(Brief): In the report below on Eroton's charity donations, update the passage from "The donations were" down to "the three charities." by replacing "tour" with "visit".

(Document extract):
----------------

Homes for the needy, the motherless and the elderly in Port Harcourt, Rivers State, usually filled with grief and want, came alive last week when the management of Eroton Exploration and Production Limited stepped into them with relief items and other forms of intervention.
Eroton gave out support including cash, power-generating sets, home appliances and foodstuffs to three charities catering for children and the elderly across Port Harcourt.
Eroton is a joint venture with the Nigeria National Petroleum Corporation (NNPC) in the operation of oil Mining License 18, which until 2014 formerly belonged to Shell in the Cawthorne Channels and areas around Asoi-Toru and Buguma local council areas.
The donations were part of the JV’s “Give Back” campaign. The gifts were given to the benefiting charities by a team of NNPC and Eroton representatives on Thursday, December 6, 2018, during a tour to the three charities.
Port Harcourt Children’s Home, a childcare charity owned by the Rivers State government and run by the Ministry of Social Welfare and Rehabilitation, was given a 22 KVA power generating set to help light up the centre whose existing generator was found to grow faulty regularly.
Compassionate Centre, a charity catering for handicapped children and run by the Religious Sisters of Charity, received a cash donation of N4 million in two separate cheques of N2 million each; while a deep freezer, a refrigerator, a five burner gas stove, 10 bags of rice, two bags of beans, four gallons of groundnut oil, a gallon of palm oil, several tubers of yam and a bunch of plantain were handed to the Home of the Elderly, which is run by the Catholic Bishop of Port Harcourt, Camillus Archibong Etokudoh, and other three board members.

----------------

(Data under study):
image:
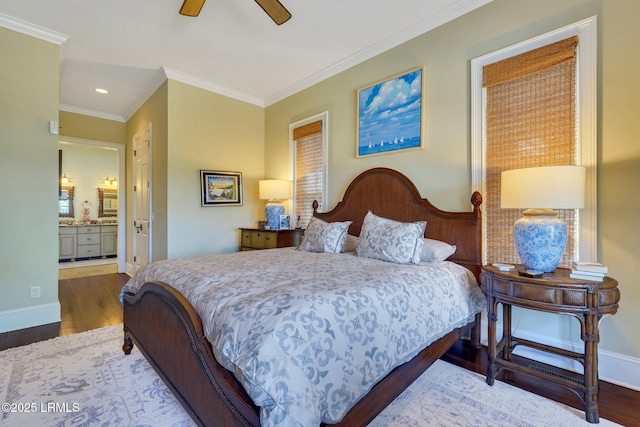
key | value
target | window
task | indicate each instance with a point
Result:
(533, 104)
(308, 142)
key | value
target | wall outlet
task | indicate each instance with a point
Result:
(35, 292)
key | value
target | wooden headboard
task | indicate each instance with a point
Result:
(390, 194)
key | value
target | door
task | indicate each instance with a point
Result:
(142, 198)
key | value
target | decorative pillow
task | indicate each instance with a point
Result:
(389, 240)
(351, 243)
(436, 251)
(322, 236)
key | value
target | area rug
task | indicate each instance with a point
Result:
(86, 380)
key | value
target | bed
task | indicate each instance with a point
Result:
(171, 298)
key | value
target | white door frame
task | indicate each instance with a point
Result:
(149, 223)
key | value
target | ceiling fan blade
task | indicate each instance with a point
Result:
(191, 7)
(275, 10)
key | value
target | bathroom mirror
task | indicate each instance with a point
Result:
(107, 202)
(65, 202)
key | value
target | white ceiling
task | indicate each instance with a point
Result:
(131, 46)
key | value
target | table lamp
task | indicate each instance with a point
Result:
(540, 236)
(274, 190)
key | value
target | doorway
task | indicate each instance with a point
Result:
(83, 165)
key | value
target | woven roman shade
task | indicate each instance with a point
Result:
(530, 120)
(309, 169)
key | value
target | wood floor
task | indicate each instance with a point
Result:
(92, 302)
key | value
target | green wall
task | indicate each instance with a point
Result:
(209, 131)
(28, 181)
(442, 171)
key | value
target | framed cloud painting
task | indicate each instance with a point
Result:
(390, 115)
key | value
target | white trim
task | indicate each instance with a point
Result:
(614, 368)
(586, 129)
(122, 199)
(324, 117)
(28, 317)
(24, 27)
(445, 15)
(92, 113)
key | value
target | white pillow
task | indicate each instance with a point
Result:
(351, 244)
(436, 251)
(389, 240)
(322, 236)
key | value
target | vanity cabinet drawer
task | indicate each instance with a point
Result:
(89, 230)
(85, 251)
(67, 231)
(88, 239)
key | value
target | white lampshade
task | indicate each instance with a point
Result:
(543, 187)
(540, 236)
(278, 189)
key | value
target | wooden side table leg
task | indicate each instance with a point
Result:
(492, 318)
(591, 338)
(506, 331)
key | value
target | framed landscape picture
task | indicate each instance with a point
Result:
(390, 114)
(220, 188)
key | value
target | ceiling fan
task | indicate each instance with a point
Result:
(273, 8)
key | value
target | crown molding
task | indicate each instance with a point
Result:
(32, 30)
(447, 14)
(92, 113)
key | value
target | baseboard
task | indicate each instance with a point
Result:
(28, 317)
(612, 367)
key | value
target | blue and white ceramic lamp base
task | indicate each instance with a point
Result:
(273, 210)
(540, 240)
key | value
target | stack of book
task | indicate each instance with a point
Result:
(585, 270)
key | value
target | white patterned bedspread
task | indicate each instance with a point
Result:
(309, 334)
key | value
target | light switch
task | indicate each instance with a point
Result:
(53, 127)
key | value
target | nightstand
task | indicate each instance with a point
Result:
(253, 238)
(553, 293)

----------------

(Written answer):
The donations were part of the JV’s “Give Back” campaign. The gifts were given to the benefiting charities by a team of NNPC and Eroton representatives on Thursday, December 6, 2018, during a visit to the three charities.